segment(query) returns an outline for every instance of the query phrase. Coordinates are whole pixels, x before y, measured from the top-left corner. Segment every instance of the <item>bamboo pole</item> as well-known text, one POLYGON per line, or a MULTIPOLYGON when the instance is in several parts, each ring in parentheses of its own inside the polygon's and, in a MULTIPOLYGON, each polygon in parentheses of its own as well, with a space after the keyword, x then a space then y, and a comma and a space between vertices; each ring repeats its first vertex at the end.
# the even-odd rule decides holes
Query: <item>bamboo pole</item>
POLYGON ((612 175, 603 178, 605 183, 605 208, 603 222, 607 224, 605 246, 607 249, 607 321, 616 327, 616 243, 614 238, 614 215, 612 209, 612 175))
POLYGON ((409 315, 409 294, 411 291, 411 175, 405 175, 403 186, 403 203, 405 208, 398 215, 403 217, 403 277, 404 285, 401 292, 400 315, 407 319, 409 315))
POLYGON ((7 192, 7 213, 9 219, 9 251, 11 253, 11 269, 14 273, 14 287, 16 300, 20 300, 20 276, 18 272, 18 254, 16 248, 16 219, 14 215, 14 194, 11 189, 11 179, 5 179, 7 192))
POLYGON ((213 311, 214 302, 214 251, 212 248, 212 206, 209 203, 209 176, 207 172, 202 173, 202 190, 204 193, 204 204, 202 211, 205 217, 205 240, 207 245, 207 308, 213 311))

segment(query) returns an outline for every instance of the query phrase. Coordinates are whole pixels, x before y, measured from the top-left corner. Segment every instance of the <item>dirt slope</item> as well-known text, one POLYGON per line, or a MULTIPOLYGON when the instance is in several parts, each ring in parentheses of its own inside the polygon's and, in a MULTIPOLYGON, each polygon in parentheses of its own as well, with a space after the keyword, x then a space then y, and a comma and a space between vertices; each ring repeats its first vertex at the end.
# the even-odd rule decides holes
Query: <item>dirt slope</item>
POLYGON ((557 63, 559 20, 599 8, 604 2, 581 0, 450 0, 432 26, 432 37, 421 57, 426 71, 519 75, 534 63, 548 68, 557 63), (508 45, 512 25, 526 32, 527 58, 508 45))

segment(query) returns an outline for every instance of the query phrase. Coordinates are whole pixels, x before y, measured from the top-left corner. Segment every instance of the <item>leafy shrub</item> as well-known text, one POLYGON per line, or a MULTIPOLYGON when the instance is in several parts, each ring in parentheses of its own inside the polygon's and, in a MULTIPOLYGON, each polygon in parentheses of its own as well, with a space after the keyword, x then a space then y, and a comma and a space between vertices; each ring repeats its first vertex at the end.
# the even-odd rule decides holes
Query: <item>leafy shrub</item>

▶ [INSTRUCTIONS TO FOLLOW] Write out all of the material above word for word, keeping every line in its original order.

▶ [EXERCISE SOLUTION]
segment(query) returns an outline for every instance of the query phrase. Coordinates are whole pixels, x before y, measured from the top-left corner. Segment every instance of the <item>bamboo pole</item> as well-known text, one POLYGON per line, or a MULTIPOLYGON when the instance is in several parts, each ring in parentheses of its own inside the polygon's and, in a MULTIPOLYGON, each polygon in parentheses of its own as well, with a space after the keyword, x then a space then y, and a comma and a space between vertices; each ring repeats its first vertex at the end.
# the even-odd rule decides holes
Query: <item>bamboo pole</item>
POLYGON ((612 175, 603 178, 605 183, 605 208, 603 222, 607 224, 605 246, 607 249, 607 321, 616 327, 616 243, 614 238, 614 215, 612 209, 612 175))
POLYGON ((409 315, 409 294, 411 291, 411 175, 405 175, 403 186, 403 203, 405 208, 398 215, 403 217, 403 277, 404 285, 401 292, 400 315, 407 319, 409 315))
POLYGON ((7 192, 7 213, 9 219, 9 251, 11 253, 11 269, 14 273, 14 287, 16 300, 20 300, 20 276, 18 272, 18 254, 16 248, 16 219, 14 215, 14 194, 11 189, 11 179, 5 179, 7 192))
POLYGON ((213 311, 214 302, 214 251, 212 248, 212 206, 209 203, 209 176, 207 172, 202 173, 202 190, 204 193, 204 204, 202 211, 205 217, 205 240, 207 245, 207 308, 213 311))

segment(query) returns an outline for every instance of the query phrase. Coordinates are whole pixels, x before y, measured from the top-left corner. Segment every instance of the <item>dirt slope</item> as well-known text, one POLYGON per line, or a MULTIPOLYGON when the instance is in several parts, each ring in parentheses of its own inside the polygon's and, in a MULTIPOLYGON, each polygon in parentheses of its own as well, with a space after the keyword, x then a space then y, and a comma and a space between vertices; each ring repeats its first vertex at the end.
# the even-odd rule decides holes
Query: <item>dirt slope</item>
POLYGON ((557 63, 559 20, 599 8, 604 2, 581 0, 450 0, 432 26, 432 37, 421 57, 426 71, 519 75, 534 63, 548 68, 557 63), (508 45, 512 25, 526 32, 527 58, 508 45))

segment(query) returns an outline for every instance of the query phrase. Coordinates are whole pixels, x before y, measured from the top-left corner. Segment every instance of the <item>leafy shrub</item> as well-known text, one POLYGON per line, or a MULTIPOLYGON when the instance is in several parts, each ring in parentheses of its own inside the polygon's and, in a MULTIPOLYGON, each polygon in parentheses of its own as well, with a space after the keyword, x then a space then y, and a comma and a space between vertices; each ring repeats its first vertex at the end.
# the even-odd rule decides holes
Query: <item>leafy shrub</item>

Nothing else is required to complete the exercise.